» **YOUR INSTRUCTIONS**
Copy the material from its start through the line with "191], [221, 192]]", both ends included. Multiply every point coordinate in the outline answers by 0.25 and round to whole numbers, with halves rounding up. Leave the instruction lines and their sample outlines unchanged.

----------------------------------------

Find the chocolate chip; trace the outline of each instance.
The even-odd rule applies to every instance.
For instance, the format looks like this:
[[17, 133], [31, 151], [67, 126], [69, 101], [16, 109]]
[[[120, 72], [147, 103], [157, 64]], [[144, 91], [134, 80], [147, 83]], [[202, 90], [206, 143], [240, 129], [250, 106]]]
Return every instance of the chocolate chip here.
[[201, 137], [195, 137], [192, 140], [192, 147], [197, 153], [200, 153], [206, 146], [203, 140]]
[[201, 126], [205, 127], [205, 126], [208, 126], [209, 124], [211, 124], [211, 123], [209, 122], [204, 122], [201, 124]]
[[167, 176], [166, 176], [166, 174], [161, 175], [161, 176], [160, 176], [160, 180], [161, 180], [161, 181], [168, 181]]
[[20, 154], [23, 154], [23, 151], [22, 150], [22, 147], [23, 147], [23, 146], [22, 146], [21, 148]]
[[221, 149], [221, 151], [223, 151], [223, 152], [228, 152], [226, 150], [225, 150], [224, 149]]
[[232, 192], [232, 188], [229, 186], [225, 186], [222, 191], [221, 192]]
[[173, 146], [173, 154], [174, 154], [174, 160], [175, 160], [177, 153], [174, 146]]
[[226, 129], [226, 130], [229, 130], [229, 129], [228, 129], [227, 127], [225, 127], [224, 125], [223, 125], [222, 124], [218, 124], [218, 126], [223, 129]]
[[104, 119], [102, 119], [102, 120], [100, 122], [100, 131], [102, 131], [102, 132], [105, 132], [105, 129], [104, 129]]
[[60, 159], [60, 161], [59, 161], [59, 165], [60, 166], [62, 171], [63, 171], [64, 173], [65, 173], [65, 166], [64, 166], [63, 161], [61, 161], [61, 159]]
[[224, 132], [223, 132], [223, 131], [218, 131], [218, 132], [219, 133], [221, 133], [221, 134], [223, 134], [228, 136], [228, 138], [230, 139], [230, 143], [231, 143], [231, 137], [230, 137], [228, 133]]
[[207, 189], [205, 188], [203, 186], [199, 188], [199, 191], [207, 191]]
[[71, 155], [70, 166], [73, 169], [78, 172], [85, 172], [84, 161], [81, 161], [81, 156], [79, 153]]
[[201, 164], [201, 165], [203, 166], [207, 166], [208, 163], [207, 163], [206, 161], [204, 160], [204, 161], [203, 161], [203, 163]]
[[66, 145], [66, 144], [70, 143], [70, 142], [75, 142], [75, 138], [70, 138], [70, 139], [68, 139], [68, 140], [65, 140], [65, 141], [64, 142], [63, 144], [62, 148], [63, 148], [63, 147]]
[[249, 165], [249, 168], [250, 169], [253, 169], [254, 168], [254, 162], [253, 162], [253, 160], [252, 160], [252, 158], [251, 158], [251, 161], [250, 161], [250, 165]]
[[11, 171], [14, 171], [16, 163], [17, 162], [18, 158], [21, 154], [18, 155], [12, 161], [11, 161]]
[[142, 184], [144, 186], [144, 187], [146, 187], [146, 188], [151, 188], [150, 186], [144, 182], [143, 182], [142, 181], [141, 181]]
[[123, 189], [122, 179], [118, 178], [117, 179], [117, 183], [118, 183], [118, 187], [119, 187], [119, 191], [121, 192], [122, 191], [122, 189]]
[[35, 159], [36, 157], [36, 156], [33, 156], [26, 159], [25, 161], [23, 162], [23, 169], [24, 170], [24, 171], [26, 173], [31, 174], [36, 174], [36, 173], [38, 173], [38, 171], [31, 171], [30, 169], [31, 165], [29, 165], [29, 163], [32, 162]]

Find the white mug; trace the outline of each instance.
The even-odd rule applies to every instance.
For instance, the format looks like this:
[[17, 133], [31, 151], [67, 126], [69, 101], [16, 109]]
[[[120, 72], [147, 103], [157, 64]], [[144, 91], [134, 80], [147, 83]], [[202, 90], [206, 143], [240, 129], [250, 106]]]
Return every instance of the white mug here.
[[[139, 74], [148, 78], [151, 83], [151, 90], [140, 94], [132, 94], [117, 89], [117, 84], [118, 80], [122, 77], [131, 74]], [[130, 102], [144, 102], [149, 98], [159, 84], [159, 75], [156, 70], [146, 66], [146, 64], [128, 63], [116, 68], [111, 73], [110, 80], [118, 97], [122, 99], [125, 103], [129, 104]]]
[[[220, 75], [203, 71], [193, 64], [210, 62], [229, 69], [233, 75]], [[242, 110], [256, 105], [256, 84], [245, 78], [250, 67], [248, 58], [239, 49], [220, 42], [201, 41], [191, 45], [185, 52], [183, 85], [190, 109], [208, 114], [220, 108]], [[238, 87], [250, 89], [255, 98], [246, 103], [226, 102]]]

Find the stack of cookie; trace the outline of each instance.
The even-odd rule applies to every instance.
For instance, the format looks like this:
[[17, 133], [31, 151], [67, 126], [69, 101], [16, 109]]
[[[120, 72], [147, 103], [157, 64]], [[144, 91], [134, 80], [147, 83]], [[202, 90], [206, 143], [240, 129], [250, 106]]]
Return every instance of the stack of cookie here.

----------------------------------------

» **TASK RESPONSE**
Find the chocolate chip; trace the outline of each instance.
The even-odd rule applies to every instance.
For instance, the format looks like this:
[[17, 133], [31, 151], [67, 126], [69, 101], [16, 109]]
[[[120, 72], [147, 103], [157, 64]], [[144, 91], [134, 80], [147, 83]], [[202, 90], [206, 143], [240, 129], [250, 106]]]
Return every instance of the chocolate chip here.
[[50, 34], [49, 34], [48, 35], [48, 37], [49, 38], [50, 38], [52, 37], [51, 35]]
[[50, 32], [51, 32], [51, 32], [52, 32], [52, 31], [53, 31], [53, 31], [52, 31], [51, 31], [50, 31]]
[[42, 44], [42, 44], [42, 44], [40, 44], [40, 44], [40, 44], [40, 45], [40, 45], [40, 45], [42, 45]]
[[5, 39], [6, 39], [6, 38], [6, 38], [6, 37], [6, 37], [6, 37], [6, 37], [5, 37]]
[[55, 37], [55, 38], [56, 38], [56, 38], [57, 38], [57, 38], [56, 38], [56, 37]]
[[58, 48], [58, 47], [57, 47], [56, 47], [56, 48], [55, 48]]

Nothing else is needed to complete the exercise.